## What the task asks
Reproduce the part of the passage on nighttime coughing that starts with "Helpful Remedies" and goes on through "in your throat.".

## Exercise passage

==============================

WHY DO I KEEP COUGHING UP MUCUS AT NIGHT

You’re in the middle of restful snooze when that annoying hacking jolts you awake. You can’t help but wonder, why now? Coughing up mucus isn’t fun any time, but it’s especially bothersome when it interferes with much needed sleep. Learning more about the causes of nighttime coughing and ways to address your symptoms can help turn those disruptions around.

The Pull of Gravity

The main reason you’re likely to cough more at night comes a science class basic: the law of gravity. When you lay down, mucus naturally starts to pool in your throat purely because of your position. This causes the coughing reflex to kick in, as a means of moving that mucus out.

Acid Reflux

Frequent acid reflux, also known as GERD or gastroesophageal reflux disease, is common, affecting up to seven percent of the population. Acid from your stomach moves back up into your esophagus, causing coughing and other symptoms, such as heartburn, bad breath and a chronic sore throat. For most people with GERD, these symptoms increase while sleeping or trying to sleep. Lying down after eating is one potential reason, especially if you've eaten foods that may trigger flare-ups, such as spicy or acidic items

Dry, Cool Air

The air you breathe at night can also worsen a wet cough. This is because a dry environment can exacerbate an already irritated throat and nose and prevent mucus from loosening. When mucus gathers in your throat, rather than moving freely, it may start to clog your airways causing you to cough. These issues are particularly common during winter months, especially if you live in a cooler climate.

Helpful Remedies

While there’s no instant fix for coughing up mucus at night, you can take steps to improve your symptoms.

  • Use an extra pillow. Propping your head and neck up a bit counteracts the gravitational pull that allows mucus to pool in your throat.

==============================

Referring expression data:

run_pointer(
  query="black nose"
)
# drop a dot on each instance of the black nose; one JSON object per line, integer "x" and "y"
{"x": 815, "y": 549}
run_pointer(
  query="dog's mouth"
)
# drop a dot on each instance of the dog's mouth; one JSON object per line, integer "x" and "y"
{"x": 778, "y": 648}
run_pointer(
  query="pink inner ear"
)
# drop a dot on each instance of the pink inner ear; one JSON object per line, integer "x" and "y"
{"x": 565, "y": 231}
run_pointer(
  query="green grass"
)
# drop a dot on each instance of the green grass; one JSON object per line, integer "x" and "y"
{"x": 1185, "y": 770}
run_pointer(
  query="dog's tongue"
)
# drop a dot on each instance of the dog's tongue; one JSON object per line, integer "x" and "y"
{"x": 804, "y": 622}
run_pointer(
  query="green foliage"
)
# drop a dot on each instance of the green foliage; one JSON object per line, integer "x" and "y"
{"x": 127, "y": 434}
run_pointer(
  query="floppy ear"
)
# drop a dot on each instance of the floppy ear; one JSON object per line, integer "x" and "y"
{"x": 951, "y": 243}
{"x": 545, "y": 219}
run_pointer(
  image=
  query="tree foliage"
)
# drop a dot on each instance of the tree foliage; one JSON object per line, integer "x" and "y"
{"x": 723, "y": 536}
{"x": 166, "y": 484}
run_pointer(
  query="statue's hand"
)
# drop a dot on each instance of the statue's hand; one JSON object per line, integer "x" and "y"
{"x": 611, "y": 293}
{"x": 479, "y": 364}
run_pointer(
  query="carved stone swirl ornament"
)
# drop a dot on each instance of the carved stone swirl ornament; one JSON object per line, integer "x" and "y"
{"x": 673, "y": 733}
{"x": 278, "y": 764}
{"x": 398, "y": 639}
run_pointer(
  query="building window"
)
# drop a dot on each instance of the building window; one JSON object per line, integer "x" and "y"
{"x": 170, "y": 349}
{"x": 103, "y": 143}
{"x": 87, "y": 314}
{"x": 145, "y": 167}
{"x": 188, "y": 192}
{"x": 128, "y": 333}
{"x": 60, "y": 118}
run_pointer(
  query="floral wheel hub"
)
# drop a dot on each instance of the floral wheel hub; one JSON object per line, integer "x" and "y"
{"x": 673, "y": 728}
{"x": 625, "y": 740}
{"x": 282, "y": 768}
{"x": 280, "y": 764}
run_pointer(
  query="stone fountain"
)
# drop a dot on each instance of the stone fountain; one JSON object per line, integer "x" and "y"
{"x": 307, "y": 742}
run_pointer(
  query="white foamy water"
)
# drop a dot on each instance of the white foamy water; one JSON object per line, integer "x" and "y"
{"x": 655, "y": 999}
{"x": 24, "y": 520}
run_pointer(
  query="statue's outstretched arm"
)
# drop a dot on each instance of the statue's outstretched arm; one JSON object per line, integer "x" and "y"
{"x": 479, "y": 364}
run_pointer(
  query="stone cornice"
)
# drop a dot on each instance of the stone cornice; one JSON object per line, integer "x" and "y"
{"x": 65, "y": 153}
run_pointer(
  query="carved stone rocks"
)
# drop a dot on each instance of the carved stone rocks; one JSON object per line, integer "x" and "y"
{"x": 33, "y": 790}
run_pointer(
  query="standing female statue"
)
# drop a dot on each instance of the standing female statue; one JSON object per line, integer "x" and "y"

==============================

## Result for this task
Helpful Remedies

While there’s no instant fix for coughing up mucus at night, you can take steps to improve your symptoms.

  • Use an extra pillow. Propping your head and neck up a bit counteracts the gravitational pull that allows mucus to pool in your throat.